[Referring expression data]
--*--

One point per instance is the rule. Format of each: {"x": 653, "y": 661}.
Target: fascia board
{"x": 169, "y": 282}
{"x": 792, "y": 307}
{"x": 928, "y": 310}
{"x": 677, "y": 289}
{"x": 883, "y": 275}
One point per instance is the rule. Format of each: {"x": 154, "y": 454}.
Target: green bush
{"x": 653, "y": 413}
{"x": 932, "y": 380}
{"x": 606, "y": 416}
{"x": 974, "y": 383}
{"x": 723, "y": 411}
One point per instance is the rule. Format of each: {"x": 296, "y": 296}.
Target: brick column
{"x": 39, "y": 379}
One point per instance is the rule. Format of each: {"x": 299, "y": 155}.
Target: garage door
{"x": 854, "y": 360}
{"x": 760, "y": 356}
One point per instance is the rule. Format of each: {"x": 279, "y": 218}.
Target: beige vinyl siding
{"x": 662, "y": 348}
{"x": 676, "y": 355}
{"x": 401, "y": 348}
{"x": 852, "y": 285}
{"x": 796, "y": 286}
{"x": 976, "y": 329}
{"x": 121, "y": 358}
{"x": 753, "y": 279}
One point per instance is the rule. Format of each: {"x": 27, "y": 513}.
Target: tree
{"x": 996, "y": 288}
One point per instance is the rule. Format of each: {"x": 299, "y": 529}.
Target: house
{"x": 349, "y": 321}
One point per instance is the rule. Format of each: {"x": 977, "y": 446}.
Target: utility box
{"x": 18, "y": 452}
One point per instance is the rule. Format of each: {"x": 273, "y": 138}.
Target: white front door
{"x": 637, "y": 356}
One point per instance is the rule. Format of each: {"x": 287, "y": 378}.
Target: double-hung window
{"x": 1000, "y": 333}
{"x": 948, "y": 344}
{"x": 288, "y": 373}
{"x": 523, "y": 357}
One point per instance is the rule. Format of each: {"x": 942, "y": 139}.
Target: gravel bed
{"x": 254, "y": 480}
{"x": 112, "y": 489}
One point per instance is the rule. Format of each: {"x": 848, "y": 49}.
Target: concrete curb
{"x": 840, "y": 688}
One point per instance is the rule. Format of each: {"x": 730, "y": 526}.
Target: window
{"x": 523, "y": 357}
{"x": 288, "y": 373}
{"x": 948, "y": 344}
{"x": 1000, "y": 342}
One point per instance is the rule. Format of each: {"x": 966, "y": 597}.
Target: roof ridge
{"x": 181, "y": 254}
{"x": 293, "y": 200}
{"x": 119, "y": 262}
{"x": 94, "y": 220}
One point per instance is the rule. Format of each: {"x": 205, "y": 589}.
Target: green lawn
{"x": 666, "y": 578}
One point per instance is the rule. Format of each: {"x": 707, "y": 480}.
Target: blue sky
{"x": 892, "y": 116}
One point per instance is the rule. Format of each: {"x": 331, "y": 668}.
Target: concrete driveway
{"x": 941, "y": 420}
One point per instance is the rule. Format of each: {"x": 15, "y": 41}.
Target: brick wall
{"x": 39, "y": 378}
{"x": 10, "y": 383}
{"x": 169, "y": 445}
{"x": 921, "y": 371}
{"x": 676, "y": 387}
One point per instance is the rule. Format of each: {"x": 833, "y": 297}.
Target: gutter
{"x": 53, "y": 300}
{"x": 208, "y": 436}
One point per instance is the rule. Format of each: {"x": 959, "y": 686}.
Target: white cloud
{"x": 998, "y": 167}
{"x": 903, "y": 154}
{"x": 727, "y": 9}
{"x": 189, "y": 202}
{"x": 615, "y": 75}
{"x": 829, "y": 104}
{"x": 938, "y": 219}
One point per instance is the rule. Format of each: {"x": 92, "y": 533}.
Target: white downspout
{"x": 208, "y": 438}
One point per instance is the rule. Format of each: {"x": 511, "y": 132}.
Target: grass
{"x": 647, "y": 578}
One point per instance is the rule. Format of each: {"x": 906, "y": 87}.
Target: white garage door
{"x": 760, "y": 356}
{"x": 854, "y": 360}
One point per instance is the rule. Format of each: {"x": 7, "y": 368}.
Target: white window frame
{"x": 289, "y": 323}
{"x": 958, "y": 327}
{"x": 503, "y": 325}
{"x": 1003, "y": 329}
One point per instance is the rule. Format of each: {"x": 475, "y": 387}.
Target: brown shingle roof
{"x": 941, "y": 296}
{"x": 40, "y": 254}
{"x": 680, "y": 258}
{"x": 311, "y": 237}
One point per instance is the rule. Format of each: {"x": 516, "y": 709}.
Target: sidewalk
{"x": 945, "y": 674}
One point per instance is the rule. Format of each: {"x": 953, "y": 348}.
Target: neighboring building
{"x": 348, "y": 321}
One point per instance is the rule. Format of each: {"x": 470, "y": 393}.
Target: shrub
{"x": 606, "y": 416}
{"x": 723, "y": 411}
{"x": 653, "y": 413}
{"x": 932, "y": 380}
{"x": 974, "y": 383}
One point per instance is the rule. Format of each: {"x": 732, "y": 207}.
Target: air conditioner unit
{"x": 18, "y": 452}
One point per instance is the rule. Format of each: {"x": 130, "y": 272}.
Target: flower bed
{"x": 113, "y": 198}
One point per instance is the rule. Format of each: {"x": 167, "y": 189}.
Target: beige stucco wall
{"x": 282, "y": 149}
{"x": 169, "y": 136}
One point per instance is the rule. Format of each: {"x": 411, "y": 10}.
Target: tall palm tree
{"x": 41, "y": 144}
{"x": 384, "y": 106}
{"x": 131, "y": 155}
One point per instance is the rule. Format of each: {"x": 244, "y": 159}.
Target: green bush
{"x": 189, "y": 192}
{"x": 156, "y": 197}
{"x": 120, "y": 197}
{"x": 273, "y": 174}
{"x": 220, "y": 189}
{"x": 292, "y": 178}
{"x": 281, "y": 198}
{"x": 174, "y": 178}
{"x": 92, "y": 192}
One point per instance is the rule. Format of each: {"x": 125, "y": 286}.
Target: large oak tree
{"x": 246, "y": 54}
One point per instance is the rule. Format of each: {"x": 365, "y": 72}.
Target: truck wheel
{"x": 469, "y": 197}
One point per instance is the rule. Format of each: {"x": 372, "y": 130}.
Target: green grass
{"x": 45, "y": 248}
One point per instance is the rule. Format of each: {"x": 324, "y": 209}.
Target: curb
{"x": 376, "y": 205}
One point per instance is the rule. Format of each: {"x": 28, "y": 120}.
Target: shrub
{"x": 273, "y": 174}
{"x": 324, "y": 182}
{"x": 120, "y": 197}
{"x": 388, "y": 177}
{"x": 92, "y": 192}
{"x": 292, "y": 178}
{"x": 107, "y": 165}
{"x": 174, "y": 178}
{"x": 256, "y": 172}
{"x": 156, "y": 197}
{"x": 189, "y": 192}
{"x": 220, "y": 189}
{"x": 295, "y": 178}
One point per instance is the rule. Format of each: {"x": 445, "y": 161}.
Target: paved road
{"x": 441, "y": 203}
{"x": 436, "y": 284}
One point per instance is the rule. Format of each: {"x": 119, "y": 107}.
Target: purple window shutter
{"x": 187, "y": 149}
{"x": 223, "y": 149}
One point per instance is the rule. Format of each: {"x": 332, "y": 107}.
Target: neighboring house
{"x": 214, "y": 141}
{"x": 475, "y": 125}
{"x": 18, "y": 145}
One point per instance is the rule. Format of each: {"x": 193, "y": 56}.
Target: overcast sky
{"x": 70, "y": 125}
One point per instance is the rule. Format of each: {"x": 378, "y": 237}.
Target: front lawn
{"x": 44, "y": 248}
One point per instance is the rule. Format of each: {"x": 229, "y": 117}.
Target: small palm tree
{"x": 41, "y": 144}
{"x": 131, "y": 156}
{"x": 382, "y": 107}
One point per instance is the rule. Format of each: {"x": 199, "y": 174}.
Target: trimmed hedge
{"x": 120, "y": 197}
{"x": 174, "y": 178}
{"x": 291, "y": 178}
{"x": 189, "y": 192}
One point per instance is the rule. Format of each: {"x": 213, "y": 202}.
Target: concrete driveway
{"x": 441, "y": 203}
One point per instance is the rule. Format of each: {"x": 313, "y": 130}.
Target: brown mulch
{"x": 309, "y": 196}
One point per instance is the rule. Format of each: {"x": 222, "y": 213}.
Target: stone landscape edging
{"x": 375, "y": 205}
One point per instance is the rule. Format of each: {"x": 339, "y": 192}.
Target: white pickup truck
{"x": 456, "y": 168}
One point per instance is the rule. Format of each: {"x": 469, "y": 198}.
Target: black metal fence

--*--

HOW TO COMPLETE THIS TASK:
Word for word, restate the lines running from the one containing "Target: stone landscape edging" through the final line of the records above, and nothing besides.

EXERCISE RESULT:
Target: stone landscape edging
{"x": 375, "y": 205}
One point per instance is the rule. Format of each: {"x": 339, "y": 192}.
Target: white pickup truck
{"x": 456, "y": 168}
One point per instance is the rule. Format of each: {"x": 469, "y": 198}.
Target: black metal fence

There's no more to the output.